>> begin Listed records
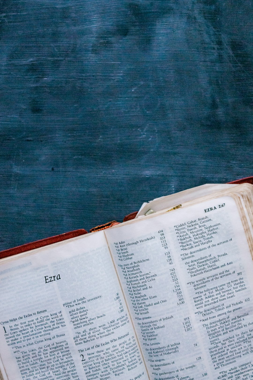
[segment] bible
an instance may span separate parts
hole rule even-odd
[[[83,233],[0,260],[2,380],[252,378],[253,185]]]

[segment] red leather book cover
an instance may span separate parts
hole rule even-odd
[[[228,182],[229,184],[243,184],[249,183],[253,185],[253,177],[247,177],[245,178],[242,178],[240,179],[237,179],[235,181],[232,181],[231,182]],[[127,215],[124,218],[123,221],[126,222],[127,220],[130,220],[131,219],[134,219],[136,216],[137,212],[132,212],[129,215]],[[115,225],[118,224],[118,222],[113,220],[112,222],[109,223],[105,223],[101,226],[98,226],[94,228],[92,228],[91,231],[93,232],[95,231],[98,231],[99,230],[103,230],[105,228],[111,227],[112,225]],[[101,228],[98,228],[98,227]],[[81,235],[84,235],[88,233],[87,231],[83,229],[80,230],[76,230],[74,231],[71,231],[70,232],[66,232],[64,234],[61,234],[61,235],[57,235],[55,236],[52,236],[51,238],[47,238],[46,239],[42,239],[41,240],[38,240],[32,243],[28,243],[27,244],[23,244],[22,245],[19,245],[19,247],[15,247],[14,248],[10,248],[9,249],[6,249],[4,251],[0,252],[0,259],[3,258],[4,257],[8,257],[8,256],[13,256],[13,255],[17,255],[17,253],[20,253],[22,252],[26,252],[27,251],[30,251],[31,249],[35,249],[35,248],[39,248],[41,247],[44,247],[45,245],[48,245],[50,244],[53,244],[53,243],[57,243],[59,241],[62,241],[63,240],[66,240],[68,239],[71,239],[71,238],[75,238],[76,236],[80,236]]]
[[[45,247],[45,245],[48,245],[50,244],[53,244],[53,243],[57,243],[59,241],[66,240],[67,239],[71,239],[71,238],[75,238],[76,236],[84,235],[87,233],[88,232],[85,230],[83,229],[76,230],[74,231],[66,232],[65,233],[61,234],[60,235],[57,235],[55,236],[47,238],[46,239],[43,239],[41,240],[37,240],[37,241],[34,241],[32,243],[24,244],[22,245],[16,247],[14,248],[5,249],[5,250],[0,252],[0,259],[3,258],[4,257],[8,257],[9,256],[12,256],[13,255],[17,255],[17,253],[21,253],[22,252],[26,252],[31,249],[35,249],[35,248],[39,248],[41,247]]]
>> end Listed records
>> begin Listed records
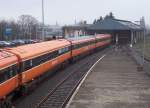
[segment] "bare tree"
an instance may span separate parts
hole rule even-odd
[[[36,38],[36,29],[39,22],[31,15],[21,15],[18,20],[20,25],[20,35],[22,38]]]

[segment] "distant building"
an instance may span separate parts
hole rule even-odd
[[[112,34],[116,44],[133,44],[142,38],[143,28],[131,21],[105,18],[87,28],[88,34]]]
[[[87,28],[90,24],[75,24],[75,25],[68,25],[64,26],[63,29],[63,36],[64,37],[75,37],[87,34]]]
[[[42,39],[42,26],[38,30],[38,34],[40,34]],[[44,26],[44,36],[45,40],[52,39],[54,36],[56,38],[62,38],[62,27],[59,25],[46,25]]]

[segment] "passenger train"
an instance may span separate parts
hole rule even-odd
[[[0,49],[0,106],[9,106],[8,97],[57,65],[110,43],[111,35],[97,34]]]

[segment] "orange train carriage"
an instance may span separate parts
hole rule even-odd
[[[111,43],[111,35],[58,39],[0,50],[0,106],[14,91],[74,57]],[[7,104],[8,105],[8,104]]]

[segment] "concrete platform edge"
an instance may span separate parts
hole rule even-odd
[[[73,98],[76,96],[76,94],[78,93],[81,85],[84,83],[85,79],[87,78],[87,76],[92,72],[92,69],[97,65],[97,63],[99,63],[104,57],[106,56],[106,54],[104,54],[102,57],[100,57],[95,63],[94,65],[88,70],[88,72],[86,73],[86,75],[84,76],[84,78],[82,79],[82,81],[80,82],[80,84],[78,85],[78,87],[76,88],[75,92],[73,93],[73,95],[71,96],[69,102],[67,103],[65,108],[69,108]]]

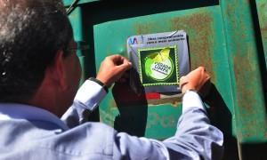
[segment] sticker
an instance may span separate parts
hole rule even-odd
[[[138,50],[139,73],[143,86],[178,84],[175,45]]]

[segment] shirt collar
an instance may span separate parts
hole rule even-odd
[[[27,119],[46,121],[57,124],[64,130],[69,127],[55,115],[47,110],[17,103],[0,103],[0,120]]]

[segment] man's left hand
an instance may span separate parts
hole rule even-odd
>> end Listed records
>> begin Listed records
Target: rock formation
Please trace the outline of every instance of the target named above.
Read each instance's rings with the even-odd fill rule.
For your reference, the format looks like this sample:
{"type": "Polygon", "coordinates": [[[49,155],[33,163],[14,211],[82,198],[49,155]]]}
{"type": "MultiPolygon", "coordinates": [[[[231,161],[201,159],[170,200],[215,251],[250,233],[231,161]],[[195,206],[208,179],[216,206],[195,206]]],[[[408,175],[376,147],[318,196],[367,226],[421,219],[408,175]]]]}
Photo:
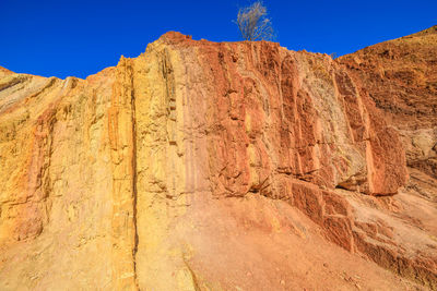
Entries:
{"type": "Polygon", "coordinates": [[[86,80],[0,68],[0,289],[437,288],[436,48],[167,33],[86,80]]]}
>> end Listed records
■ Task instructions ■
List every line in the records above that contains the string "segment".

■ Answer to this task ■
[segment] bible
[segment] red leather book cover
[segment] "bare tree"
[segment] "distant building"
[segment] "passenger train"
[segment] "orange train carriage"
[segment] "concrete platform edge"
[segment] sticker
[segment] shirt collar
[segment] man's left hand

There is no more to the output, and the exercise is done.